Aim of the exercise: Extend the passage below that contrasts the narrator with the woman it describes, writing what comes after its last sentence rather than anything from the listing that follows it.

She remembers things like where we bought the Maple Tea that came in the small wooden box with the intricate sliding lid. I said I didn’t know when we bought it, but that we picked it up someplace in Montana. She says it was in May, 2011, while passing through Niagara-On-The-Lake, and that we bought it for our youngest son and his girlfriend.
She remembers what we were doing and where we were when our niece’s baby was born. I remember to check the fridge before shopping.
She reads, despite my bookish appearance, more than I do, and much faster. She reads texts with titles like, Energy Psychology,” “Born to Love,” “When the Body says No,” and “Quantum Consciousness.” She reads with a pencil in hand. I read, “Pilgrim at Tinker Creek,” or Nicholson Baker’s, “A box of matches,” while stretched out on the couch.
She studies texts—many texts about brain theory and natural medicine and permaculture. I study the ceiling, the mould on cheese, and trees. Especially poems about trees.
She likes Anne Wilson Schaef, Bruce Alexander, Gabor Maté and Elizabeth Wheatley. She also has an entire library of Enneagram books, knows the nine personalities intimately. When I become silent I think I feel her analyse me. So I try to be talkative, which doesn’t work for me unless I’ve had a lot of Merlot. In an emergency I’ll turn on Netflix and watch “Breaking Bad.”
She loves her staff, works very hard to support them; she freely offers herself, her knowledge, and her hard-won wisdom. I no longer have staff. But I quite like my colleagues. I did have a German Shepherd pup when I was twelve.
She meets with important people, government people, administrative people who make important decisions. I’m quite sure she says wise things that people respect.
She is a good person to have on a committee. She likes teams. I do not. I will lie to get out of a committee.
She is compassionate. I seek attention. I see her walk through a scrum of homeless people to get to her office. Many say Hi! wave and smile when they see her. I survey and stand guard from within the car.
She has studied narrative therapy, has her Masters, and continues to read and gain knowledge in her discipline; I understand from others that she is a very good counsellor. I am actually a better cook than her.

Data extract:
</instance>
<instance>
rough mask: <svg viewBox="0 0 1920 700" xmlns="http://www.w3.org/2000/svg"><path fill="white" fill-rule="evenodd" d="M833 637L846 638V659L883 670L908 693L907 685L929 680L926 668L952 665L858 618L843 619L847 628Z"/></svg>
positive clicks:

Exercise result:
She makes lists. I use my memory (I know we bought something in Montana). Lists have allowed her to catalogue every Agatha Christie novel so as not to miss reading any. Also, she has not missed an episode of Midsomer Murders. Mostly, her lists have saved me time and at least one pair of shoes.
She keeps things. I leave them behind. She keeps fragments from broken punch bowls; in the summer I see colourful shards decorating her garden boxes. I break punch bowls.
She regularly finishes Sudoku puzzles 15 minutes ahead of me. I beat her handily at Scrabble…one time. She has a knack for puzzles, I am knackless, and I’ve already told you about my dog.
She has fresh and sometimes original ideas. These come through her ability to synthesis what she has read and apply it to her vocation. I am neither fresh nor original. The idea for this scribbling came from an old essay by Natalia Ginzberg called “He and I.”
She does things. I think about them. She moves. I mull. She grows tomatoes. I grow nails. She sends hand written greeting cards to distant aunts and uncles. I thought about doing that.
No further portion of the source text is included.